━━━ EXTRAIT DU DOCUMENT

Par ailleurs, 34 années d'inimitiés entre l'Iran et l'Occident n'aident pas. Les Iraniens accusent Israël d'avoir assassiné les quatre ingénieurs nucléaires entre 2010 et 2012. L'Iran a été victimes de sabotages et d'espionnage de leurs centrales nucléaires (virus Stuxnex--attaques cybers-- qui a permis aux États-Unis d'avoir des renseignements sur le programme nucléaire, et même de le saboter).

La liste qui justifie les méfiances des deux côtés est longue. Il faut désormais trouver un compromis, un accord pour mettre fin à une impasse qui perturbe l'équilibre géopolitique de la région. En effet, depuis 2005, l'Iran -- sous la présidence d'Ahmadinejad - et l'Occident - avec Bush à la Maison Blanche -- sont entrés dans une escalade des tensions qui se résume par : plus de sanctions paralysantes d'un côté, plus de capacité d'enrichissement de l'uranium de l'autre. Ce jeu de la corde raide devenait extrêmement dangereux, car aucun parti ne cédait sur ces positions.

L'arrivée du président Hassan Rouhani a renversé la donne. Élu massivement pour son programme de modération et d'engagement avec l'Occident (ce qui caractérise sa personnalité et son bilan en tant que chef négociateur du nucléaire de 2003 à 2005 sous le président réformateur Mohammad Khatami, période où les négociations étaient constructives), l'espace politique s'est à nouveau ouvert, d'autant plus que Barack Obama a également élu en 2008 avec la promesse d'engager l'Iran. Ceci avait été rendu très difficile après la répression du mouvement vert en 2009.

En somme, la patience, l'endurance et la voix du peuple iranien qui a opté pour la modération et l'engagement sont devenues le meilleur allié géopolitique de l'Occident pour parvenir à ce réchauffement diplomatique qui pourra par la suite lancer le long processus de stabilisation du Moyen-Orient (l'Iran ayant une position géostratégique centrale dans la région).

L'accord signé à Genève

Le droit à l'enrichissement de l'uranium de l'Iran est reconnu (il avait été suspendu par plusieurs résolutions du Conseil de Nations-Unis). Cependant, Téhéran peut enrichir à hauteur de 5%, pas plus. La République islamique a depuis des années acquis le savoir pour enrichir son uranium à 20% et elle a emmagasiné des stocks de plus en plus importants (sachant qu'il faut enrichir à hauteur de 90% pour obtenir la capacité de s'en servir à des fins miliaires).

━━━━━━
━━━ EXTRAIT DE DONNÉES

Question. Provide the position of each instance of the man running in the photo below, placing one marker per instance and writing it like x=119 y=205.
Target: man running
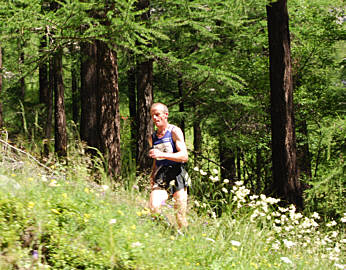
x=168 y=175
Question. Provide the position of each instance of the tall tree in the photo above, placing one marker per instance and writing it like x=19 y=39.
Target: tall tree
x=286 y=183
x=88 y=95
x=109 y=117
x=59 y=105
x=1 y=118
x=131 y=83
x=43 y=72
x=144 y=99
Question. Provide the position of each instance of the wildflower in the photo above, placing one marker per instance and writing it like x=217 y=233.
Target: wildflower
x=331 y=224
x=202 y=172
x=53 y=183
x=210 y=239
x=286 y=260
x=343 y=219
x=31 y=205
x=235 y=243
x=55 y=211
x=276 y=245
x=197 y=203
x=288 y=243
x=315 y=215
x=136 y=244
x=214 y=179
x=105 y=187
x=113 y=221
x=253 y=197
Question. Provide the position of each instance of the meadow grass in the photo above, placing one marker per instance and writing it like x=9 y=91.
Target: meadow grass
x=63 y=219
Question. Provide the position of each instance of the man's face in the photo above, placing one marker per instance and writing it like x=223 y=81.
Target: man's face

━━━━━━

### QUESTIONS D'ÉTUDE:
a) D'après l'extrait du document, pourquoi le jeu de la corde raide entre l'Iran et l'Occident devenait-il extrêmement dangereux ? Répondez en une à trois phrases.
b) Récrivez sous forme de liste le paragraphe de l'extrait du document qui commence par « Le droit à l'enrichissement de l'uranium », en conservant ses faits principaux.
c) Poursuivez l'extrait du document sur le nucléaire iranien à partir de l'endroit où il s'arrête.

### RÉPONSES PAR TÂCHE:
a) Il devenait extrêmement dangereux parce qu'aucun des deux camps ne cédait sur ses positions. Depuis 2005, l'escalade se résumait à toujours plus de sanctions paralysantes d'un côté et toujours plus de capacité d'enrichissement de l'uranium de l'autre.

b)
- Le droit de l'Iran à enrichir l'uranium est reconnu, alors qu'il avait été suspendu par plusieurs résolutions des Nations unies.
- Téhéran ne peut enrichir qu'à hauteur de 5 %.
- La République islamique sait depuis des années enrichir son uranium à 20 % et en a accumulé des stocks de plus en plus importants.
- Un usage militaire exige un enrichissement à 90 %.

c)
L'Iran s'est engagé à convertir l'intégralité de ses stocks d'uranium enrichi à 20% dans les six mois à venir. Enfin, l'Iran a fait le compromis de cesser la progression de ses installations et de permettre une transparence maximale sur son programme.

En retour, il n'y aura pas de nouvelles sanctions. L'Iran, en plus de son droit à l'enrichissement, bénéficiera d'une levée des sanctions sur le secteur pétrochimique, les transactions d'or et autres métaux précieux. En plus de cela, Téhéran pourra récupérer 4 à 7 milliards de dollars d'avoirs gelés dans les banques américaines (sur environ 50 milliards au total).

Chaque camp présente cet accord comme une victoire. Le courage politique d'Obama et Rouhani est a saluer, car ils font face à des pressions énormes de la part de leurs parlementaires partisans de la ligne dure respective.

Cet accord, qui est réversible et qui peut s'annuler en cas de manquement d'un des deux camps, est une victoire des modérés de chaque camp. Rien n'est terminé, les pressions risquent de s'accentuer avec le temps, et il en va de l'intérêt de chacun que les deux partis respectent l'accord.

C'est un grand jour pour les Iraniens qui vivent depuis des années sous le régime de sanctions le plus violent de l'histoire et qui, pour beaucoup d'entre eux, ont passé une nuit blanche pour suivre les négociations. Un nouvel horizon se dessine. Pas seulement pour eux, mais pour l'ensemble de la région, car une détente et une normalisation progressive du poids lourd naturel régional qu'est l'Iran représente un espoir pour la résolution d'autres crises chez ses voisins (l'Irak, l'Afghanistan, Bahreïn, la Syrie ou encore le Yémen). "En France, comme l'exprime le Sénatrice Nathalie Goulet, chacun doit mesurer les nouveaux paramètres pour la région."

Enfin, il faut noter que d'autres gouvernements qui estiment bénéficier du statu quo actuel, à savoir le gouvernement Netanyahou en Israël et le pouvoir saoudien, vont continuer d'exercer une pression maximale sur les forces modérées afin de décrédibiliser tout accord avec l'Iran.